((

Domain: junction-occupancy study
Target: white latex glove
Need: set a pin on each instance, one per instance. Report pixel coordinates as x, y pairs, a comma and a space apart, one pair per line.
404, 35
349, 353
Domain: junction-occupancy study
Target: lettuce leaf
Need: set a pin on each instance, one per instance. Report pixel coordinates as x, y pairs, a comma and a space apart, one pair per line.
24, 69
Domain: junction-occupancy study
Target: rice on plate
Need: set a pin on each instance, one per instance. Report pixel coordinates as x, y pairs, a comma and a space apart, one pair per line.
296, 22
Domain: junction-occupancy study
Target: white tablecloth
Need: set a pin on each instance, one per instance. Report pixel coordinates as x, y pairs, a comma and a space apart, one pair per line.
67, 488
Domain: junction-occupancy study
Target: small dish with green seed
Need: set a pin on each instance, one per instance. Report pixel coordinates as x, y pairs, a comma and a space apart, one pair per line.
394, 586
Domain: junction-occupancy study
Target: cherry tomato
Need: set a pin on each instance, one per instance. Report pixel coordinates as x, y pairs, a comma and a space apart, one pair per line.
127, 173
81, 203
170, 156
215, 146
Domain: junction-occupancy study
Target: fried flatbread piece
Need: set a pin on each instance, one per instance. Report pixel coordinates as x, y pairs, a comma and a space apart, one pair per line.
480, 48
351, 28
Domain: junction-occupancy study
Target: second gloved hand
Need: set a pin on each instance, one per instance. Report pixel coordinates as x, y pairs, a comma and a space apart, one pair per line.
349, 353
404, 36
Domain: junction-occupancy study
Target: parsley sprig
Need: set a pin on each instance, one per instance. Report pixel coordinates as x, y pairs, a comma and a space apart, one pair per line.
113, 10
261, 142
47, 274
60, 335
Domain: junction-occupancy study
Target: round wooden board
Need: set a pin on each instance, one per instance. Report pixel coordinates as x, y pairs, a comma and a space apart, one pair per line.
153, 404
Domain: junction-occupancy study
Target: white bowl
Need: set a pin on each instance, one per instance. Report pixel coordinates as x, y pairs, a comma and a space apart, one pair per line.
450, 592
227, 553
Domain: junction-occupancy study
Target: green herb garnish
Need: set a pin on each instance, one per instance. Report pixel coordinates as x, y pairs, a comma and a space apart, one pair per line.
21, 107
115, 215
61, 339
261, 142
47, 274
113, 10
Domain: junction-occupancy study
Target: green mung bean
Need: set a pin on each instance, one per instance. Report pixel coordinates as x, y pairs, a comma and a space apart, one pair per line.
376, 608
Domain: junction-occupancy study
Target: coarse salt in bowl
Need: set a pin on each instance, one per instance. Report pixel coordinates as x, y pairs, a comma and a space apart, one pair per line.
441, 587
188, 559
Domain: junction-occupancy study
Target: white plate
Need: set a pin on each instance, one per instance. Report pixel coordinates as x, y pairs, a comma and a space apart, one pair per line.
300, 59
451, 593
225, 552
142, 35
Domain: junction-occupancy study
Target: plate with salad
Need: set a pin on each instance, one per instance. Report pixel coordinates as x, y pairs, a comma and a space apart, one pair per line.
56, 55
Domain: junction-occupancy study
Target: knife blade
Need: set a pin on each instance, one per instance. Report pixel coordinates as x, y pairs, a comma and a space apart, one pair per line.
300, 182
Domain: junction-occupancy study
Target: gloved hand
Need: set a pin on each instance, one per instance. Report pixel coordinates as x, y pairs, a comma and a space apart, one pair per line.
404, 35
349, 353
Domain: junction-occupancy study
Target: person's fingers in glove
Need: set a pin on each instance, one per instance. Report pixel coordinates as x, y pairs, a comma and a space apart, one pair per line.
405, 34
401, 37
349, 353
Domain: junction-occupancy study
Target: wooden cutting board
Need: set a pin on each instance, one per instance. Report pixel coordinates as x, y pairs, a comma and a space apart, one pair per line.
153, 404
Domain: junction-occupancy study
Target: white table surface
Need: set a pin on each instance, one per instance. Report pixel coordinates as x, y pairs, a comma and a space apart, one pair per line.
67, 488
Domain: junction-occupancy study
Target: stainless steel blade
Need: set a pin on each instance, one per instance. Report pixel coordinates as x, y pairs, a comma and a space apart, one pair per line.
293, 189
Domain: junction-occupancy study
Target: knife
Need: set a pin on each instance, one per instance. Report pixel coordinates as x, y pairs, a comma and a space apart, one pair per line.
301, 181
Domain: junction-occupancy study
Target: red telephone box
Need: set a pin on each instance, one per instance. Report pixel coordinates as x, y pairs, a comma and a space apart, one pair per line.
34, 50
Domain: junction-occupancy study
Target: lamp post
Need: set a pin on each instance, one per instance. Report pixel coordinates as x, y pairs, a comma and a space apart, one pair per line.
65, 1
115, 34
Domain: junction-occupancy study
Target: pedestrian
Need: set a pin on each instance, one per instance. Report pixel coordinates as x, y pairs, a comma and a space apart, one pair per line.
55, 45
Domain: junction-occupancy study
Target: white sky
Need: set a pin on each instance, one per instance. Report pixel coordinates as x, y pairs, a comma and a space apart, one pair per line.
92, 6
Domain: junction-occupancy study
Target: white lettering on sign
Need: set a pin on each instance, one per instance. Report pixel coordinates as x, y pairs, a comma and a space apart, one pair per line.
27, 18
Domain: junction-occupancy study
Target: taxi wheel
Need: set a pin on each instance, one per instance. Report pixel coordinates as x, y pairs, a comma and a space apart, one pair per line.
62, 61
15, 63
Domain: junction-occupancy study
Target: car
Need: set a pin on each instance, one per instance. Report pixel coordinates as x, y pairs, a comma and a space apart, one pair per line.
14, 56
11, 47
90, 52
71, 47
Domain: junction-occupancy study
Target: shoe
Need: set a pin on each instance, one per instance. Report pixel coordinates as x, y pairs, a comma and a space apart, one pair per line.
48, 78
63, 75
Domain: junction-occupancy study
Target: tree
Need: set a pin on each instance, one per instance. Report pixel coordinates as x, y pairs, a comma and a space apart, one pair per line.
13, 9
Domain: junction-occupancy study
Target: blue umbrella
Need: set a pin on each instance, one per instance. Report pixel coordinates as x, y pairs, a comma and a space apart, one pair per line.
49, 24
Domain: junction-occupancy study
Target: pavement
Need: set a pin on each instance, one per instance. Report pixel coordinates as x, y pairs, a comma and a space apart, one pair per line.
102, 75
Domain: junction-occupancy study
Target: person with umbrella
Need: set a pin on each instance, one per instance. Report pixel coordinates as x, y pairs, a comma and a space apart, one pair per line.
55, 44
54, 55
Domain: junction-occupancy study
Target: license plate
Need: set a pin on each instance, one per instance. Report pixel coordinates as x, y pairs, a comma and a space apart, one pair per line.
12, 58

))

* **Task description**:
Where a line of the data holds the word "bowl", copy that line.

* **Response area**:
Target: white bowl
Target: coarse salt in bowl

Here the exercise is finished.